[ASSIGNMENT] Go through the listing and copy each line with the string "shot".

○ ○ ○ ○

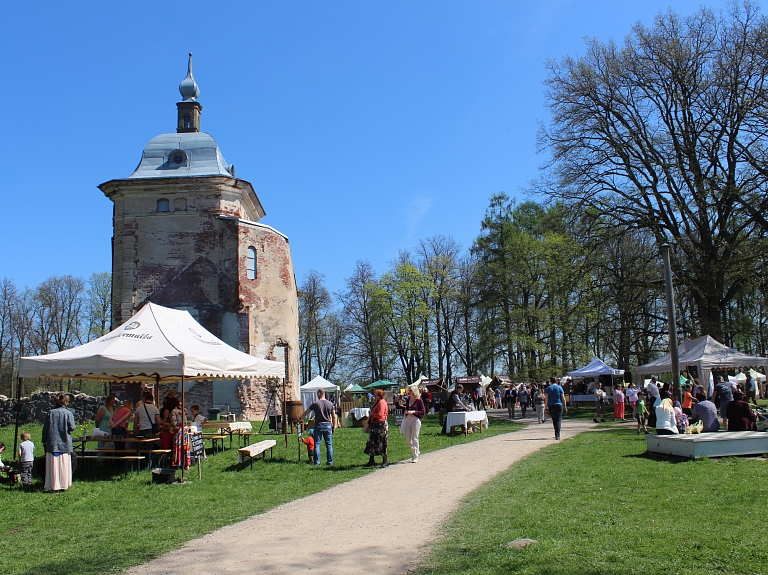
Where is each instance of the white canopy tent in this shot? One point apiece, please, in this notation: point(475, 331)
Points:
point(705, 354)
point(309, 390)
point(156, 344)
point(595, 368)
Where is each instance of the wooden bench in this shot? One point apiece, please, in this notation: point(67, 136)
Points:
point(124, 458)
point(215, 440)
point(252, 451)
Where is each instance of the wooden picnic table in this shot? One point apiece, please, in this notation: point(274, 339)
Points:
point(142, 444)
point(230, 428)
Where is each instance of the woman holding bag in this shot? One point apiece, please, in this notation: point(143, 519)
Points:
point(378, 435)
point(411, 426)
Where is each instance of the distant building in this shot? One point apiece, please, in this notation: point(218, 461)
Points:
point(187, 235)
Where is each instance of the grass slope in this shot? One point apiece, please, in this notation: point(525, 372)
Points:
point(598, 505)
point(107, 522)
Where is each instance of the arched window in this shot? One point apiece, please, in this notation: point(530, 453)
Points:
point(250, 263)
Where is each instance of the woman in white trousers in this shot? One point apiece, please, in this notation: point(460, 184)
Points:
point(411, 426)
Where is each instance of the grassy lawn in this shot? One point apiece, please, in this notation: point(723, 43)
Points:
point(107, 522)
point(598, 505)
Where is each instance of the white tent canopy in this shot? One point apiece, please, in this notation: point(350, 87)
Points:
point(595, 368)
point(309, 390)
point(157, 342)
point(705, 354)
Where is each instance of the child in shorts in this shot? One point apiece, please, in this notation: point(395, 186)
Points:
point(27, 458)
point(641, 413)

○ ○ ○ ○

[YOUR RESPONSE]
Where is each instance of the white canopy tent in this shot? One point apiece, please, in this notation: point(475, 331)
Where is each instance of the wooden bench in this shot? One point apiece, please, in this notation: point(67, 136)
Where is each instance of the wooden picnic table in this shot? One point apiece, please, in this notation: point(274, 339)
Where is each instance of the woman holding bag in this shot? One point apiece, please, in this notation: point(143, 519)
Where is each instance of the distant building in this shot? One point apiece, please, in this notation: point(218, 461)
Where is each instance of the grass slope in this shot? One point apiece, please, in this notation: point(525, 372)
Where is each instance of the arched window in this shot? One point apiece, please, in this notation: point(530, 453)
Where is each instance of the woman in white trousers in this shot? One point apiece, please, in this notation: point(460, 184)
Where is each instance of the grassy lawn in this shot? One point apiece, please, in this notation: point(723, 43)
Where is each instance of the white tent canopy in this shot? One point apiece, please, in this notation: point(350, 87)
Where is each instance of the child in shorts in this shot? One point apiece, please, in this notation: point(395, 186)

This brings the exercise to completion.